He is also a really nice guy and a great embassador for our sport 

So please check out Joel shooting a thumb release with a few different setups and at the very end there is a surprise clip of his very talented son Bodie 

I am not saying that I'm ready to switch to a thumb release but I sure am curious  

The added draw length that this style of shooting provides is very interesting 

Thanks for looking


----------



## dan in mi (Dec 17, 2009)

I saw Joel at K-zoo a couple years ago and he was shooting with his thumb RH on RH hand bow. We talked about it a little bit because all of my thumb ring experience was a RH with a LH. It was very interesting.


----------



## Arrowzen (Feb 14, 2014)

String walking with a thumb draw at 1:25...very cool.


----------



## Chris Hill (Aug 26, 2005)

I think he was string walking so he could look down the arrow better. We were wondering if that would be legal in IBO as his index finger is in contact with the arrow and using a tab instead of the ring.


----------



## ben911 (Sep 3, 2012)

Thanks for video! Need to try


----------



## LongStick64 (Aug 29, 2009)

Wow JP thank you very much. I'm a huge fan of Joel's. He was gracious to talk to me over the phone regarding a shooting dilemma I was having. He certainly knows what he is talking about. Thanks again JP, your videos and pictures are always great.


----------



## jakeemt (Oct 25, 2012)

Very cool.


----------



## DDSHOOTER (Aug 22, 2005)

X2
Dan


----------



## Tradbow Guy (Feb 9, 2007)

Its always been my belief that a thumb release is the cleanest release.


----------



## JParanee (Oct 13, 2009)

Makes me want to get one of these 

Photo by Daniel


----------



## jakeemt (Oct 25, 2012)

J do you know if he tunes bare shaft just like you would with fingers? Would you need a stiffer or weaker arrow with this style? I have always wanted to try it but info is very limited.


----------



## JParanee (Oct 13, 2009)

Jake 

I have no idea 

Joel is posting on this thread and I am sure he will be along to answer any and all questions 

I just don't want to butcher anything


----------



## Mooreski (Aug 3, 2004)

I've had the privilege to talk with Joel on the phone and he has helped me tremendously. I owe a lot of my success on my kills to him and his technique. (Saying your mantra until the feather touches your nose) Looks like he might be pulling and using another form of allowing the bow to release in a surprise manner. Either way, his advice has helped me to put a many of an animal in my freezer. Thanks for sharing!!

BTW, Joe, please don't hit me with that whip. :chortle:


----------



## JParanee (Oct 13, 2009)

Thanks for posting Mooreski 

It's only for crowd control


----------



## Chris Hill (Aug 26, 2005)

Joel is using a trigger on his riser that he catches his finger nail on. Think he calls it a grip sear. I have never seen anyone shoot under pressure as well as he does.
Chris.


----------



## JParanee (Oct 13, 2009)

That's what he was shooting when I shot with him


----------



## Chris Hill (Aug 26, 2005)

jakeemt said:


> J do you know if he tunes bare shaft just like you would with fingers? Would you need a stiffer or weaker arrow with this style? I have always wanted to try it but info is very limited.


I think Joel uses paper tuning mostly. If you are going to give a thumb release a try, you will need to really practice and experiment with different hand position. I would pm Joel as he is always tinkering and may be able to get you over some hurdles faster.

Provided material:

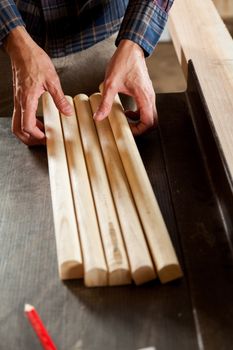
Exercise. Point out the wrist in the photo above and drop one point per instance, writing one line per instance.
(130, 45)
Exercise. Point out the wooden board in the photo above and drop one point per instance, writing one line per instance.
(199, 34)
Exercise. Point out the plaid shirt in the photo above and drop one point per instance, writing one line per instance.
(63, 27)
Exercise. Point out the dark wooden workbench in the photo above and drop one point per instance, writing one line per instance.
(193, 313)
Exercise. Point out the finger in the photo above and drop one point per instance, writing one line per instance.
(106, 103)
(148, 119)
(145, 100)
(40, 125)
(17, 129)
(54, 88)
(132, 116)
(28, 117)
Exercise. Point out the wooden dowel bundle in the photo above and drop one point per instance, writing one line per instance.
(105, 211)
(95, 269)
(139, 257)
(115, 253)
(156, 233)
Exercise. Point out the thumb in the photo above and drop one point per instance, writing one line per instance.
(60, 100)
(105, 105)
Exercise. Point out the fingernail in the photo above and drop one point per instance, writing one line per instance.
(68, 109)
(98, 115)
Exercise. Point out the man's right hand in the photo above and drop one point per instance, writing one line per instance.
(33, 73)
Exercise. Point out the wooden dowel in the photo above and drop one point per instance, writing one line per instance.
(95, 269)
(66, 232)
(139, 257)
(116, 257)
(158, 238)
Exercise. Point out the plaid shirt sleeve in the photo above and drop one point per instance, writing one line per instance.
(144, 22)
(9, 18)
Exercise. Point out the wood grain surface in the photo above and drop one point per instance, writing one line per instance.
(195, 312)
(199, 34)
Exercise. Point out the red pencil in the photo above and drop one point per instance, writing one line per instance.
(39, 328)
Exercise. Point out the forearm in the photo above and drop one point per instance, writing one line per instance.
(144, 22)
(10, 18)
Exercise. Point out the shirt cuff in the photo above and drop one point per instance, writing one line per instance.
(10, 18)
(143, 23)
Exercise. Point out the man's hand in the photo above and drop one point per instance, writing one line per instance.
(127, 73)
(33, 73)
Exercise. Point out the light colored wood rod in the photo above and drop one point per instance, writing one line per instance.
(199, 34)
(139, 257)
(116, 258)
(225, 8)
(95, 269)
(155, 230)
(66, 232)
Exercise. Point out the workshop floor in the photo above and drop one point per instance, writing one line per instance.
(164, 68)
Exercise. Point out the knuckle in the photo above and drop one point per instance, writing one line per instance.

--

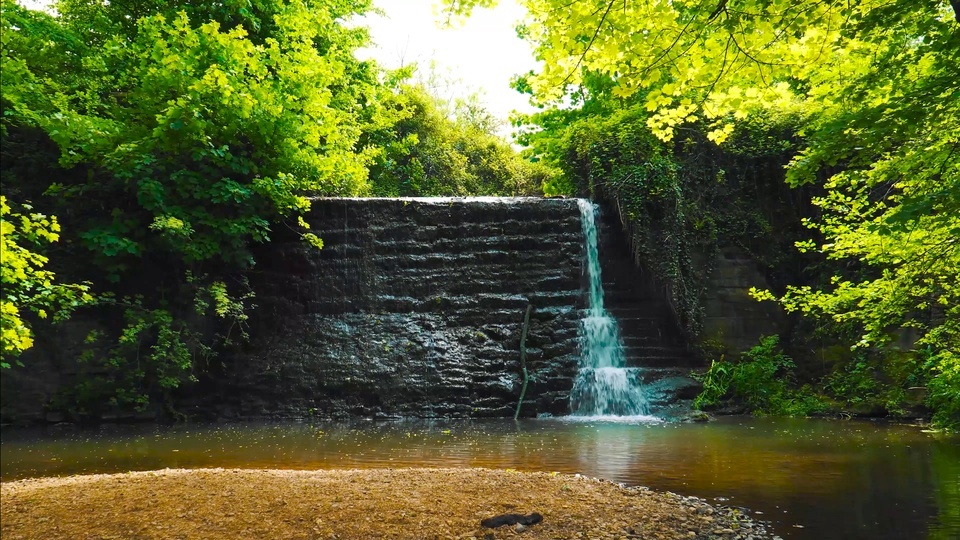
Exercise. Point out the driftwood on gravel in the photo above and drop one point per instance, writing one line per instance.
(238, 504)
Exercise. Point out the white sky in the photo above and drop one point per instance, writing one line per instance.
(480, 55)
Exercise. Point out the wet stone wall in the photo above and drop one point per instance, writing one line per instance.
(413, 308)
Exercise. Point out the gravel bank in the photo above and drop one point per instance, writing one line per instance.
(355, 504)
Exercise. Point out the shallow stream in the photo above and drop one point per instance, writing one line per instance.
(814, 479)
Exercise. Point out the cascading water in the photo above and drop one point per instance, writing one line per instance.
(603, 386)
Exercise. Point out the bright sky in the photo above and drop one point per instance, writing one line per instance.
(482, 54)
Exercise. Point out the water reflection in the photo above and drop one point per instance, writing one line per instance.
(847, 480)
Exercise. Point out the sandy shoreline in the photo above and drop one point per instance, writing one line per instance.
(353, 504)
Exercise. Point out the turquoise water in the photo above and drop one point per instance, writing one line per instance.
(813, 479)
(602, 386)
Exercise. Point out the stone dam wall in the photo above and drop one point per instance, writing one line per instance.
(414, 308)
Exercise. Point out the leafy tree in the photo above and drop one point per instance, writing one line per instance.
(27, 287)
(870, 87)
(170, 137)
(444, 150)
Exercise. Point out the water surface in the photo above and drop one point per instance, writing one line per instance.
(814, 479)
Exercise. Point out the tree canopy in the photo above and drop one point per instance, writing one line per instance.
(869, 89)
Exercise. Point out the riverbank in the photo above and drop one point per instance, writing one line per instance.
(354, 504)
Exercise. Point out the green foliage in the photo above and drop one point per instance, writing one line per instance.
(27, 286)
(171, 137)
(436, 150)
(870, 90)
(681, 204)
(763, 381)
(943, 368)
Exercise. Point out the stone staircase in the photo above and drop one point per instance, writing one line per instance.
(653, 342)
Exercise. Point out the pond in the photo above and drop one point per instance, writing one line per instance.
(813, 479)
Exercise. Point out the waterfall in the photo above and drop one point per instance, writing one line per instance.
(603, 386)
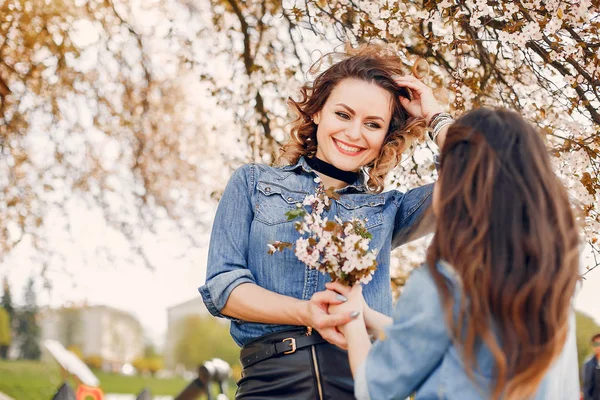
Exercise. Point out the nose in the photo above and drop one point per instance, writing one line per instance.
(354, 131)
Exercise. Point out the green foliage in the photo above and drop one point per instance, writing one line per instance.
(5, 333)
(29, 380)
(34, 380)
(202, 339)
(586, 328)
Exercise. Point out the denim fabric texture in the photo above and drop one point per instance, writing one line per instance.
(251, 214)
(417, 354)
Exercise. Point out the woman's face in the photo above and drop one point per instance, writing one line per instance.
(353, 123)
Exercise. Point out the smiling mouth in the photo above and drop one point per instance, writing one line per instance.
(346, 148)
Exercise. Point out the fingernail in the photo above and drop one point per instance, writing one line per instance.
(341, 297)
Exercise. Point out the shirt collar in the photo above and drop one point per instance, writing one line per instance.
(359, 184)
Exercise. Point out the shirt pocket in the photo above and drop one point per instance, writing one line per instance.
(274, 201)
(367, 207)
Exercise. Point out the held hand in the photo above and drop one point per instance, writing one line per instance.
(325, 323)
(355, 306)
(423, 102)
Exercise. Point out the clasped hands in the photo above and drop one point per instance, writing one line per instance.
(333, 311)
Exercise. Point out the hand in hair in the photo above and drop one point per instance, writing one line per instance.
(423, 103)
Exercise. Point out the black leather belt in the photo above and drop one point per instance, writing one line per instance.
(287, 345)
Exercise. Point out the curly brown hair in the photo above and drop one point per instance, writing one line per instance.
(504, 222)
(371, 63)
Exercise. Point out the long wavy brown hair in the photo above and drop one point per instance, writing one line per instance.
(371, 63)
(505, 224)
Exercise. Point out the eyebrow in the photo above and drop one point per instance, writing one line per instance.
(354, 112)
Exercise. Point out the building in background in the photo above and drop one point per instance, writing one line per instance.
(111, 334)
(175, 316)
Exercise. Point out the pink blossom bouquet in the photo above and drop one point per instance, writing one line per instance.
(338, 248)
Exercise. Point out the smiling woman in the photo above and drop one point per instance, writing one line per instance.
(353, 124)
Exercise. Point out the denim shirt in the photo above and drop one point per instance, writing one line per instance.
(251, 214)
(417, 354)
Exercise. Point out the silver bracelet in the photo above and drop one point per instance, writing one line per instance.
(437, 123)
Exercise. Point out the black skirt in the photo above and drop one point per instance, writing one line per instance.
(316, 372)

Work to complete:
1 > In the thumb release thread, which tuning method does Chris Hill think Joel mostly uses?
2 > Write a continuation of the thumb release thread, picking up right after its last sentence.

Results for the exercise:
1 > Paper tuning.

2 >
----------



## Stub (Aug 13, 2013)

That was awesome! Makes me want to try it


----------



## patrick2cents (Jan 26, 2014)

How close in performance are those little bows to the Covert Hunters? I know it's the same limb profile...


----------



## JParanee (Oct 13, 2009)

Patrick I don't know 

The CH is a hard bow to fun with 

Sid should be along shortly


----------



## SNIPER10 (Apr 18, 2008)

All,

I have found I can shoot a bit wider spine range with my thumb on a right hand bow. I went to shooting two fletch to eliminate any fletch clearance problems. There is not nearly as much paradox when shooting with your thumb as compared to fingers. It took me two years of experimentation before I finally figured out the backing leather thickness on the thumb tab is a huge contributor to release cleanliness. Most commercial thumb gloves are too thin and your thumb will bend around the string too much and cause a sticky release. The thumb release is a tricky animal, but that little tid bit will help a ton.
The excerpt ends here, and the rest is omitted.